- [TASK OBJECTIVE]: Extract the lines from the very first one through the line containing "<point>392,519</point>", both included, and copy them word for word with the pictures left out.

#### DATASET ENTRIES

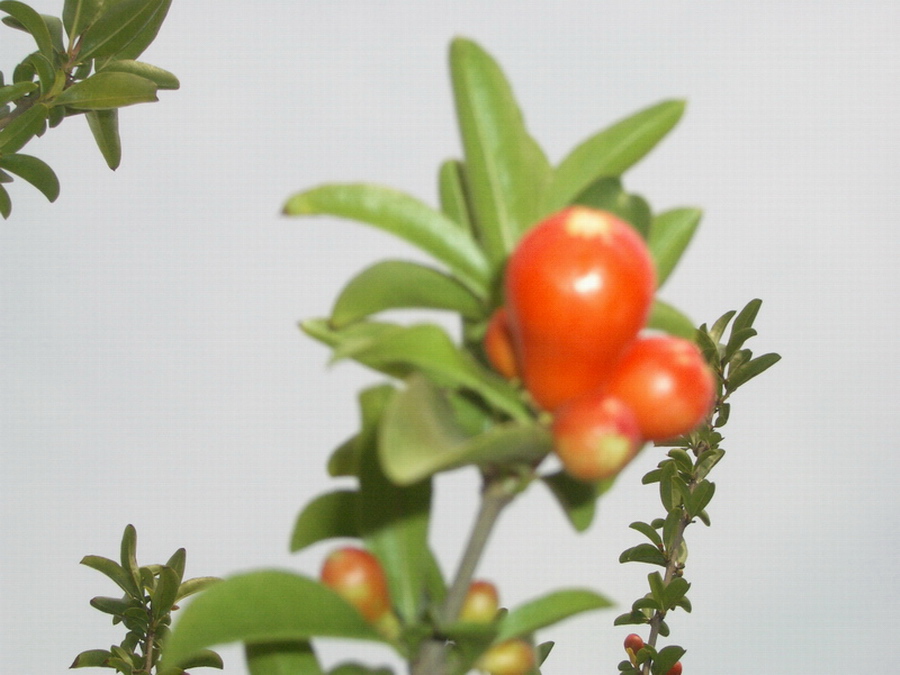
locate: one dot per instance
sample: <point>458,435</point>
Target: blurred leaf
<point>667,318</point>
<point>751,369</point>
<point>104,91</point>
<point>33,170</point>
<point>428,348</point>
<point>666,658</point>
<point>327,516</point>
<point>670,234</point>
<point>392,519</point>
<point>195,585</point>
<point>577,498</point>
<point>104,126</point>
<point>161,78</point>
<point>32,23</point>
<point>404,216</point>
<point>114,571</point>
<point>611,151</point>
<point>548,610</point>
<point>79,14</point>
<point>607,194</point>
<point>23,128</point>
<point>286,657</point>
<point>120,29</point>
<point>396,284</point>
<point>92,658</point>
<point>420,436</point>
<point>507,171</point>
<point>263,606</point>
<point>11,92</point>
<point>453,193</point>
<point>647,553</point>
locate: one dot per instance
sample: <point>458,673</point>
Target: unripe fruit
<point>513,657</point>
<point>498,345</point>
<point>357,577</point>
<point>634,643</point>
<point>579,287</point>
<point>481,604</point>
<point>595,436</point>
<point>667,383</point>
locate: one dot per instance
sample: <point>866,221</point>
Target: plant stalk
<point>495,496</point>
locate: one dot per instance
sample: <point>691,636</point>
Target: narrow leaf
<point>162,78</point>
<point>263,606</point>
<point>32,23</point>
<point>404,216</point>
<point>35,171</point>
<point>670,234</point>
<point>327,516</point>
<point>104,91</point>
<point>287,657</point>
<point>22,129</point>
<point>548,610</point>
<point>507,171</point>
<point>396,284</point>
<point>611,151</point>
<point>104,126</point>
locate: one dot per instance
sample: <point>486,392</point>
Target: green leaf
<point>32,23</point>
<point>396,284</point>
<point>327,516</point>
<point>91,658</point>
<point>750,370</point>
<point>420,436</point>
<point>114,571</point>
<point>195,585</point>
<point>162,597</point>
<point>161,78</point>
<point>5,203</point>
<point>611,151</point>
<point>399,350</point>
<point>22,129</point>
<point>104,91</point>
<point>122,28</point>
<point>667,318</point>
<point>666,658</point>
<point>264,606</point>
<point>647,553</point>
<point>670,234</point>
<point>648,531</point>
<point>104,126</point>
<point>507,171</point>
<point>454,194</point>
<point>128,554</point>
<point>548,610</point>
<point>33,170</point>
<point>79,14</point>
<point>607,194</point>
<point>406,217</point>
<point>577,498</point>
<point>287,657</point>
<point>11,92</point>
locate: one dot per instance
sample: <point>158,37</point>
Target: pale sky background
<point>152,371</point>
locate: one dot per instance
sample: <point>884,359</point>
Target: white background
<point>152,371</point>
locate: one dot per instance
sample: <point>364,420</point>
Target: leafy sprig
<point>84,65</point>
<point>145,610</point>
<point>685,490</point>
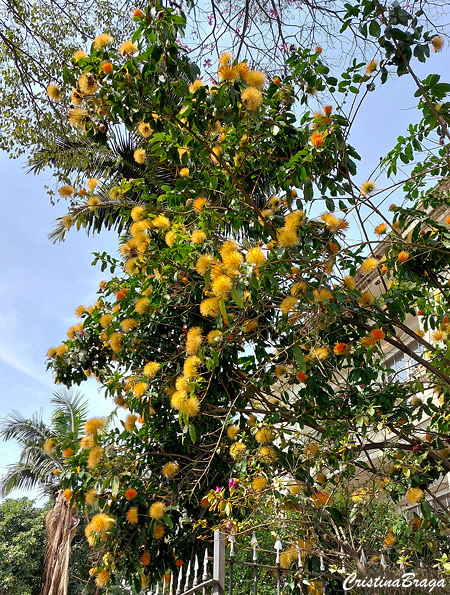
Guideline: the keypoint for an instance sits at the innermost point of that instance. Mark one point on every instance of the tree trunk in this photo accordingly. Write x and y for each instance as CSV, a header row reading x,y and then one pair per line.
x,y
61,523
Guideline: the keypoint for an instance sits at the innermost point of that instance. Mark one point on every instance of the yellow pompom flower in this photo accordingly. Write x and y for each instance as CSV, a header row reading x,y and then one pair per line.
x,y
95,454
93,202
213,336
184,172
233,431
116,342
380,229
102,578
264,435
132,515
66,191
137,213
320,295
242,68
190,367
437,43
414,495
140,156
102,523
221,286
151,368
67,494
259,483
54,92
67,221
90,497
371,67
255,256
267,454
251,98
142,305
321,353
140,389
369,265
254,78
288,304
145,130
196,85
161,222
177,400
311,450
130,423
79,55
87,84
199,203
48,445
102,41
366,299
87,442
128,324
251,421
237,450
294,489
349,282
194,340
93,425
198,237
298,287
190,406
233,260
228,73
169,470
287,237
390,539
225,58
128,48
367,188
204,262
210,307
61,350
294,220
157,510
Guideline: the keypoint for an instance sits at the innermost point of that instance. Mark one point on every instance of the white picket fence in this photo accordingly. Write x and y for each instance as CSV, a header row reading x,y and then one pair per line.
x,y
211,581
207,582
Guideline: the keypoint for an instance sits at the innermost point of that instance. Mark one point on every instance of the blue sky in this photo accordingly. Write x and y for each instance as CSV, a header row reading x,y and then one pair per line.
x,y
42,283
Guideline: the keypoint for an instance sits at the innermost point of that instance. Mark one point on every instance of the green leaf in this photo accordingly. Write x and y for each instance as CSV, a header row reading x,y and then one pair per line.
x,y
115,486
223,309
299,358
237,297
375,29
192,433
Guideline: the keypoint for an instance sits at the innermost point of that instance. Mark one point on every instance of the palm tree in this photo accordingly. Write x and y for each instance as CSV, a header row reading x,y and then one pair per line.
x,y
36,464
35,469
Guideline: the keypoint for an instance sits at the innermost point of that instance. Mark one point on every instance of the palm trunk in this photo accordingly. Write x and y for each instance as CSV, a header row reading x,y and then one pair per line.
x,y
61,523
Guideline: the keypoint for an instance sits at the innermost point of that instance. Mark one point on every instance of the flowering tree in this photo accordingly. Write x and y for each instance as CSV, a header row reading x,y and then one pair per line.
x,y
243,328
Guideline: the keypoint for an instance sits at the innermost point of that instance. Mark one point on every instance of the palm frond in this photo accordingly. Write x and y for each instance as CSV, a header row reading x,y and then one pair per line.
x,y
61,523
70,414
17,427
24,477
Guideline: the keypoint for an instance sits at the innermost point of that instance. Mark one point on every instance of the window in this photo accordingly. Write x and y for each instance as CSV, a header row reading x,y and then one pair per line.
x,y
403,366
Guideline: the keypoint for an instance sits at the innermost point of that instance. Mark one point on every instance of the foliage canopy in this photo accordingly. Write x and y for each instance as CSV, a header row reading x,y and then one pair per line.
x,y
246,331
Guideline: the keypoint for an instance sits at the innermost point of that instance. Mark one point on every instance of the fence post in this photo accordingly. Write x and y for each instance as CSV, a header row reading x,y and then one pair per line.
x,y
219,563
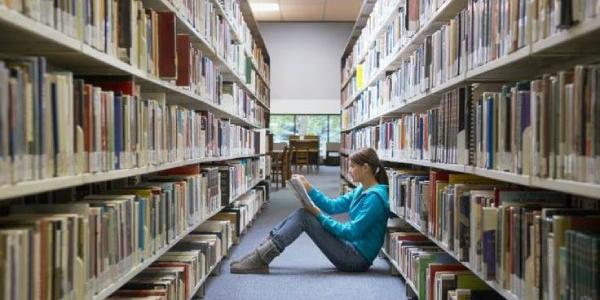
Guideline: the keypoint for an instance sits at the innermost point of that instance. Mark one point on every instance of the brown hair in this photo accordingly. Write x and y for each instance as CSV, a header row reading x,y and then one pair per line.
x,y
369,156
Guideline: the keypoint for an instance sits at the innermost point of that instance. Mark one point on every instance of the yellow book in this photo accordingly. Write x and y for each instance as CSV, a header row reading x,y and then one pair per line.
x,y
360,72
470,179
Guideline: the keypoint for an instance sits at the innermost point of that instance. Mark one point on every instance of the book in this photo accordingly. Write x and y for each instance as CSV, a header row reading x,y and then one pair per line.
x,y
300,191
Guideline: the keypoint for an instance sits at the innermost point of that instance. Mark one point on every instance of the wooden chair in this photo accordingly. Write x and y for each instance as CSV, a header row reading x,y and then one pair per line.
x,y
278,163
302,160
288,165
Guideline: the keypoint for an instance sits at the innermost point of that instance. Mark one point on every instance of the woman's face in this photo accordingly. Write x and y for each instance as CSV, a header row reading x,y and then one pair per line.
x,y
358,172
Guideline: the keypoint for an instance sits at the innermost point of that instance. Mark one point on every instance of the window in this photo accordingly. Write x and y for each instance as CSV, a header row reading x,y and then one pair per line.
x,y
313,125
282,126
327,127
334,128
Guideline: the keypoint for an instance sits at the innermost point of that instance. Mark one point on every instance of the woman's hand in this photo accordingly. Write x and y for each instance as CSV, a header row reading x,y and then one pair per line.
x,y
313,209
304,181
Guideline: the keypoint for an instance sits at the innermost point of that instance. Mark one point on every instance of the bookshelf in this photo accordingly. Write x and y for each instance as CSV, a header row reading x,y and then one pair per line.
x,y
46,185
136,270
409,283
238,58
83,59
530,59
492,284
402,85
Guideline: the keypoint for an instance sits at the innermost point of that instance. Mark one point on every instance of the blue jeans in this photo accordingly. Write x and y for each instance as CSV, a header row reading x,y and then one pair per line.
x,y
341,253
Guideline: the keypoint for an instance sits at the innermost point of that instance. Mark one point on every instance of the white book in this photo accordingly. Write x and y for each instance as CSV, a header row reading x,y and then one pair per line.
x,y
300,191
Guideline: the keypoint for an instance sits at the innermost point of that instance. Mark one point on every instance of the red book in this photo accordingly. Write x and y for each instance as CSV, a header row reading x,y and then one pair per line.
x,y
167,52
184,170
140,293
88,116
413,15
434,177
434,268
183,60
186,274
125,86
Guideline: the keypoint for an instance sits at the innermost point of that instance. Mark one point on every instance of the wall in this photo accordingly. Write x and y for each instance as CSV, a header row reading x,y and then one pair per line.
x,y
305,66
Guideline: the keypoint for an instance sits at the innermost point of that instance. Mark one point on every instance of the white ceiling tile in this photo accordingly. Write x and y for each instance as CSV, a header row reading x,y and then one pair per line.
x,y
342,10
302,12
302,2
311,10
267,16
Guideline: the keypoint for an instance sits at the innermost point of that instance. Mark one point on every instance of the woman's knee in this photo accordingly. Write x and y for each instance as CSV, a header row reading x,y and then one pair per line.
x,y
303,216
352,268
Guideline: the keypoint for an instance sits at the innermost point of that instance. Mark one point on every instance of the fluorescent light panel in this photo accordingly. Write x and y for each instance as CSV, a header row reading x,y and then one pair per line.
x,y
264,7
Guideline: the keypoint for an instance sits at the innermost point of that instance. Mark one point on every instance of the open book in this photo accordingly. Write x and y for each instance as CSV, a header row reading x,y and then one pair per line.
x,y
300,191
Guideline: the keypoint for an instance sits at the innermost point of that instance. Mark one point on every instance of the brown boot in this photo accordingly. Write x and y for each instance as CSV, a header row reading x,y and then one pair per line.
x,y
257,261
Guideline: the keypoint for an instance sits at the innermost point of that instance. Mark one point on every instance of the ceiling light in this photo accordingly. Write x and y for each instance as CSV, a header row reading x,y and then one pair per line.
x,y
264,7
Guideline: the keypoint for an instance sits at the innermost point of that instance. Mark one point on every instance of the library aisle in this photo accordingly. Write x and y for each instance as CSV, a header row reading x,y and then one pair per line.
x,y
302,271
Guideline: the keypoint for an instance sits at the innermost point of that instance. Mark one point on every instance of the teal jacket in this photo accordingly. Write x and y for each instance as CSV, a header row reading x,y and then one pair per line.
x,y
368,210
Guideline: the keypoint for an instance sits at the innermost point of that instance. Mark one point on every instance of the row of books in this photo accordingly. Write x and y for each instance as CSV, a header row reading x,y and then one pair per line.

########

- [SOLUTION TO THIS TASK]:
locate: one dot per instance
sample: <point>458,435</point>
Target: blurred leaf
<point>667,318</point>
<point>751,369</point>
<point>104,91</point>
<point>33,170</point>
<point>428,348</point>
<point>666,658</point>
<point>327,516</point>
<point>670,234</point>
<point>392,519</point>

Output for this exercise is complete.